- Listed records -

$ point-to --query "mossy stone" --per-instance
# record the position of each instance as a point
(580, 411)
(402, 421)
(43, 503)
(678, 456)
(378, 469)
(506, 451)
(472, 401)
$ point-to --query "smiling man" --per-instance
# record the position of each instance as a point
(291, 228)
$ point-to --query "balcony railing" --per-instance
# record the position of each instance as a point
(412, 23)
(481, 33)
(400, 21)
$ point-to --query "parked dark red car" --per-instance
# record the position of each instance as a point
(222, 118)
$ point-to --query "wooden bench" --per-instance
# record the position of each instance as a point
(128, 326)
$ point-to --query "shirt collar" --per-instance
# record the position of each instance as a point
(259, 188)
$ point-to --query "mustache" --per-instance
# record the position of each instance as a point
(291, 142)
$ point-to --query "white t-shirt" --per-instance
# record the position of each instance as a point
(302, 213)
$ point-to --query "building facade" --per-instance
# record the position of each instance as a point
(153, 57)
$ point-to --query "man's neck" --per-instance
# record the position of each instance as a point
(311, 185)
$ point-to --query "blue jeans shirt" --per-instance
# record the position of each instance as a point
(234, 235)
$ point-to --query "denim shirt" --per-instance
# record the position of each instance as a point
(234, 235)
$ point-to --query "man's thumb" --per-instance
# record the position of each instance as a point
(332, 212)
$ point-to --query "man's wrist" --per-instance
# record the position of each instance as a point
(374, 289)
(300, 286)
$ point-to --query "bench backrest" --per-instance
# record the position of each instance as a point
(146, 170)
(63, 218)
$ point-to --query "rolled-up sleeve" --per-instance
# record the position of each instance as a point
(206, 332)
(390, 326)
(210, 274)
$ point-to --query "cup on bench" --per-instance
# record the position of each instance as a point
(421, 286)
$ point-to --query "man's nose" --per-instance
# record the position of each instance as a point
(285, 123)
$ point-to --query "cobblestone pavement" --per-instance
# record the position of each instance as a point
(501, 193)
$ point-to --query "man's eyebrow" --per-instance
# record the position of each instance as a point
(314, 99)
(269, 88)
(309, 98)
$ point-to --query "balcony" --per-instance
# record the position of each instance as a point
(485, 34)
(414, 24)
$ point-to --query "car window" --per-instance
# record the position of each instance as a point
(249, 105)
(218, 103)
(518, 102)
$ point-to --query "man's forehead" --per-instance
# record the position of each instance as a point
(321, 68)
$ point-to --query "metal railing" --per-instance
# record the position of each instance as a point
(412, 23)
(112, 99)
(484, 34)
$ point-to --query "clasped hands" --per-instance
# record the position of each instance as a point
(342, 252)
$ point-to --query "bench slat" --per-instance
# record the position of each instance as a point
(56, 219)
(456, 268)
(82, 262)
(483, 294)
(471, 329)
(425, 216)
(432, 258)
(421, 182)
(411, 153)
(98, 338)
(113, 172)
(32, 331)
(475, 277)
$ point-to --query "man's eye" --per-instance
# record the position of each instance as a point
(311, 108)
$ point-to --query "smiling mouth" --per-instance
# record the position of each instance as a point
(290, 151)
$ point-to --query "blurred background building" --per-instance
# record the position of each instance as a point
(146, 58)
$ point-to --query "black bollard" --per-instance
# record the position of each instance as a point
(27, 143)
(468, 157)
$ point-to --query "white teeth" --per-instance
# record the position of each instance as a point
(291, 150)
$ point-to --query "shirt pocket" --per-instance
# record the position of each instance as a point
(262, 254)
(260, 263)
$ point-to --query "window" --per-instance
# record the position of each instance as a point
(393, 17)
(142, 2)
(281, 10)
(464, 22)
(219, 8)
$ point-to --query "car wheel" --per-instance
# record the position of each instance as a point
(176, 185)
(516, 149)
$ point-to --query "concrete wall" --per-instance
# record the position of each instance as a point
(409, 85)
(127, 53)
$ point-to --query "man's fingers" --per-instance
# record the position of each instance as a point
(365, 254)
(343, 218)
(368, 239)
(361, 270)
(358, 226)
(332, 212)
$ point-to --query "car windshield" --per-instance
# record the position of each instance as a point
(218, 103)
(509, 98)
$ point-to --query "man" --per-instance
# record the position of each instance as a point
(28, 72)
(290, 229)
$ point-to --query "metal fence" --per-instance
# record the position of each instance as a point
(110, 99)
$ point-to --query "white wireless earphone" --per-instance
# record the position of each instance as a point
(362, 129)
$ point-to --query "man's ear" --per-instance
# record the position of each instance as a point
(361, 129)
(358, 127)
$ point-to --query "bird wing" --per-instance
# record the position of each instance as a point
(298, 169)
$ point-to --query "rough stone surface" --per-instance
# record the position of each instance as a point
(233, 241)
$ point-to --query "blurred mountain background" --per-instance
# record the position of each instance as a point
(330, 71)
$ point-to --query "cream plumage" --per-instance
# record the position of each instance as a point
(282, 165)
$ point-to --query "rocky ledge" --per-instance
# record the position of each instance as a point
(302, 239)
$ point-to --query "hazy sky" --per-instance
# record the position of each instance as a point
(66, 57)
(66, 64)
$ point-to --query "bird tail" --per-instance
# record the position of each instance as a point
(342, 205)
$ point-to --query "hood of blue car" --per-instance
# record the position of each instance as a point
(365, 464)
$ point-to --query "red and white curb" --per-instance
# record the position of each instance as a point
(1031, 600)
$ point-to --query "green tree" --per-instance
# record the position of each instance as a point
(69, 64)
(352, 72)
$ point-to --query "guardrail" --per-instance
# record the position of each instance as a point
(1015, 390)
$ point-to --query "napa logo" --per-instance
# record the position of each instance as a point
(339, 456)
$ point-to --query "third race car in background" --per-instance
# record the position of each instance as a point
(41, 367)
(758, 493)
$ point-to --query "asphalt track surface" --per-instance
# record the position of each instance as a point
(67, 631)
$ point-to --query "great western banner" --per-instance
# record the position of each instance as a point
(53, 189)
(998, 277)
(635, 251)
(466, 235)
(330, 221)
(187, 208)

...

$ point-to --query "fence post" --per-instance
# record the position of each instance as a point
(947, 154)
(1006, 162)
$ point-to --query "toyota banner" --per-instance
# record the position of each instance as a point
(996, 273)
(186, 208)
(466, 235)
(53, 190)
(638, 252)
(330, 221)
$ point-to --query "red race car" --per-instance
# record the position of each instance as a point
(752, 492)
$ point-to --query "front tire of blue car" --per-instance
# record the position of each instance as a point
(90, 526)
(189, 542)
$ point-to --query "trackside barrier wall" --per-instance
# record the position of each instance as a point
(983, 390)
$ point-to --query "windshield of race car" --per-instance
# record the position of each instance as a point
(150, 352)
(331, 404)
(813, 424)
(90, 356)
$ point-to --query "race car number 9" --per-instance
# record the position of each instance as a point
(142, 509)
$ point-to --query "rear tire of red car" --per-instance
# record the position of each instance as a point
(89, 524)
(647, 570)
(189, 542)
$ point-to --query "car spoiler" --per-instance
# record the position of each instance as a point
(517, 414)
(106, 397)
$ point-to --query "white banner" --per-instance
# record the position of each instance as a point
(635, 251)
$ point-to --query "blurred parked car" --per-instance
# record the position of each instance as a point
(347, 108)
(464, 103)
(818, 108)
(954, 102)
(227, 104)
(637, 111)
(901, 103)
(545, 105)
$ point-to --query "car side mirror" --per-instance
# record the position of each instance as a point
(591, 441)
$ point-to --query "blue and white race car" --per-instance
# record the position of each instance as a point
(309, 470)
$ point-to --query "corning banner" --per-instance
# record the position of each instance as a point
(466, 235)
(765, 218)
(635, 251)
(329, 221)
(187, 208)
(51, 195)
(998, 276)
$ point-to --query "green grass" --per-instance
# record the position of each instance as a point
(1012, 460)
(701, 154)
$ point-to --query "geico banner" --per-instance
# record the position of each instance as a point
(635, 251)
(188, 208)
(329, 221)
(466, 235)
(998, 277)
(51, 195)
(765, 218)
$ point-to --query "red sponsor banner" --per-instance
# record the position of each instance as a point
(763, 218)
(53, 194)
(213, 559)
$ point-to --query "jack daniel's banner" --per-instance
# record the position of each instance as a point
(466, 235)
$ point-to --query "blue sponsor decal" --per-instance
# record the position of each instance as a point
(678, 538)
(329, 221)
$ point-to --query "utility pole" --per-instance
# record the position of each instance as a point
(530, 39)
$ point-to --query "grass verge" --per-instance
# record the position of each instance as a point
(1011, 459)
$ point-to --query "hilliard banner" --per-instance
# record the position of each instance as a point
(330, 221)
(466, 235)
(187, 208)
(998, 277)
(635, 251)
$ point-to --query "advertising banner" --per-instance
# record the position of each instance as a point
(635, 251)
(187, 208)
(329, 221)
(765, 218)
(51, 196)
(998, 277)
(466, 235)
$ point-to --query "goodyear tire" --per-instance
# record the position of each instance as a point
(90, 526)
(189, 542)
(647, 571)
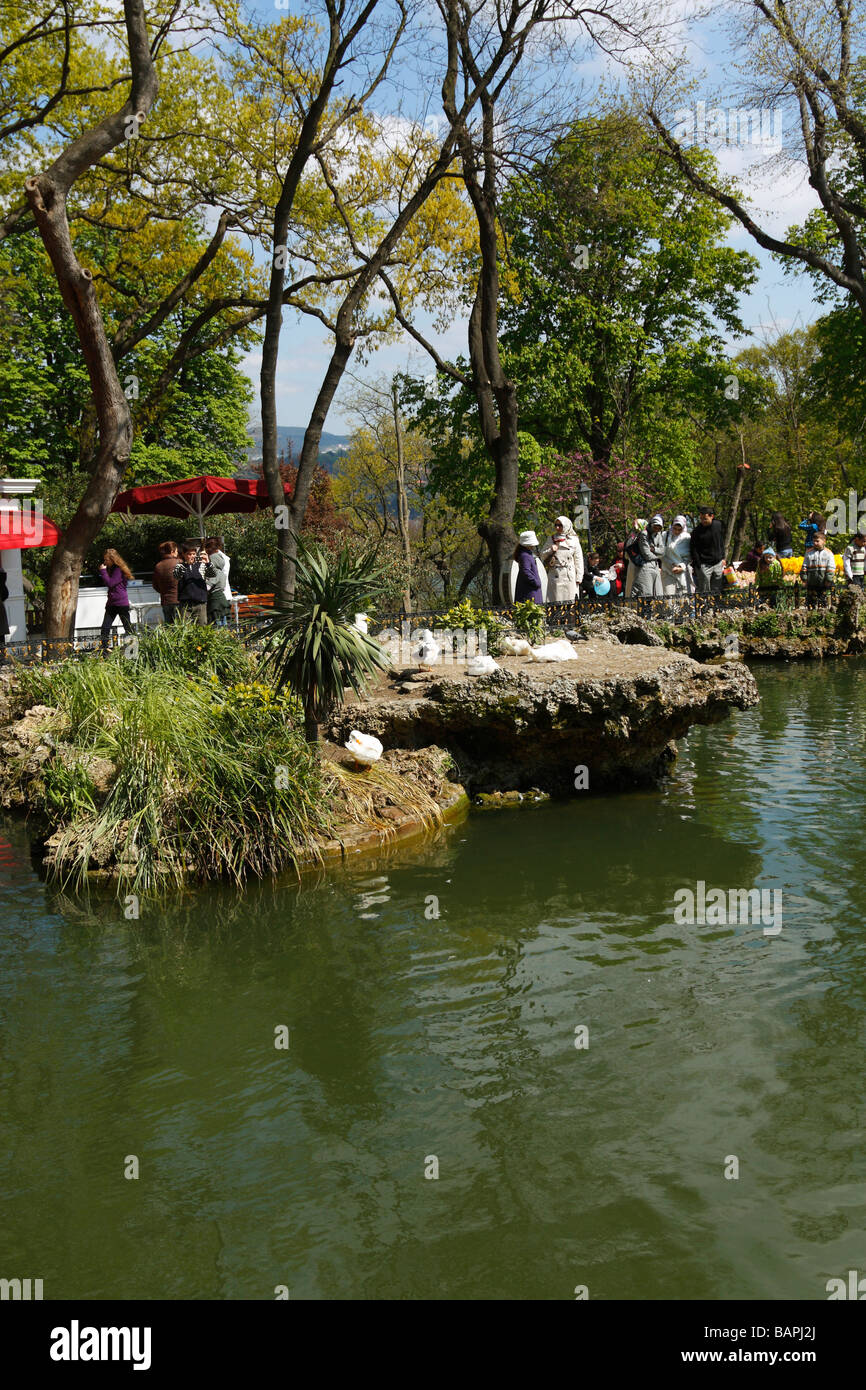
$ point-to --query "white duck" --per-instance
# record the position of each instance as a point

* * *

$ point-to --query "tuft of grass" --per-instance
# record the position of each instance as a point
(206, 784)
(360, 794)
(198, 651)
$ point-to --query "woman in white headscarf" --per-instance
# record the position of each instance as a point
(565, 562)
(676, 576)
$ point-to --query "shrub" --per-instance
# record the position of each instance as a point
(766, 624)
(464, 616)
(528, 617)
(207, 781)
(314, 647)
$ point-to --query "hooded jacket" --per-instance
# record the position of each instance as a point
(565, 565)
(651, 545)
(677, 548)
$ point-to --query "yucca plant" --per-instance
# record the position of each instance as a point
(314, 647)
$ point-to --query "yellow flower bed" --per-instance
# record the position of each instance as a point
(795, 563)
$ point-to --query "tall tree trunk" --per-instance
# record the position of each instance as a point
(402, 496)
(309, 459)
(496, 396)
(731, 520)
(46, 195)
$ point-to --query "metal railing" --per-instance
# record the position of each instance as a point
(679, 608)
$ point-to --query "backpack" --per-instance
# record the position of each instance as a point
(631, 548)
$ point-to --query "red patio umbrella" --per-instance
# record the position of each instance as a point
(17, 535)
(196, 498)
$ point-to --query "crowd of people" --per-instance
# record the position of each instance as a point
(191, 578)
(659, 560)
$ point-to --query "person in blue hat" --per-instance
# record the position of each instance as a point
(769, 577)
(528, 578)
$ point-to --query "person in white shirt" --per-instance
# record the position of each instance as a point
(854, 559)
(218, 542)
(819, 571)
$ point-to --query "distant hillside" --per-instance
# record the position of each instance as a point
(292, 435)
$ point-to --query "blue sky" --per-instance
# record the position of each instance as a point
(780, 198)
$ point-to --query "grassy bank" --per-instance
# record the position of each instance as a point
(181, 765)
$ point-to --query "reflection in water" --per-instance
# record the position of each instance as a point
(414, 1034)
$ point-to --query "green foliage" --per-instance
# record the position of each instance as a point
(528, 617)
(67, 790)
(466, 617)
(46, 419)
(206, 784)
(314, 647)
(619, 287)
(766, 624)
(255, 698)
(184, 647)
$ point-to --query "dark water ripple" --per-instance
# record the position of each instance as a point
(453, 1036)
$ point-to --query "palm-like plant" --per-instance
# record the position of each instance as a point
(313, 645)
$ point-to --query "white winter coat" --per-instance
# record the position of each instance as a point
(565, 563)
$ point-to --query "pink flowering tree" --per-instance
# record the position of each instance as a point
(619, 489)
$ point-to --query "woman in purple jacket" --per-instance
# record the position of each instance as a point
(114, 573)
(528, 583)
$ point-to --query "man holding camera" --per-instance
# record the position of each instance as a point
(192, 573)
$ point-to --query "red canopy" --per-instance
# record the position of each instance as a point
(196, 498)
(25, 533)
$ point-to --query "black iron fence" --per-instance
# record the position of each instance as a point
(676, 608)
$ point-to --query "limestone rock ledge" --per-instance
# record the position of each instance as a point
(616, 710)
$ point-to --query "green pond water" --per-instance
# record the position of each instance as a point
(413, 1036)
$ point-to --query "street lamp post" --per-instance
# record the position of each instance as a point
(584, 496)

- Problem description -
Pick out each row above containing the string "blue", and treat uppercase and lowercase as different.

- Result -
$ point-to --query "blue jeans shirt" --per-instance
$ point-to --query "hood of blue car" --per-instance
$ point-to --query "front tire of blue car" --per-instance
$ point-to --query "blue and white race car" --per-instance
$ point-to --query "blue sponsor decal" --per-instance
$ point-to --query "person in blue hat" --per-instance
$ point-to --query "blue sky" --per-instance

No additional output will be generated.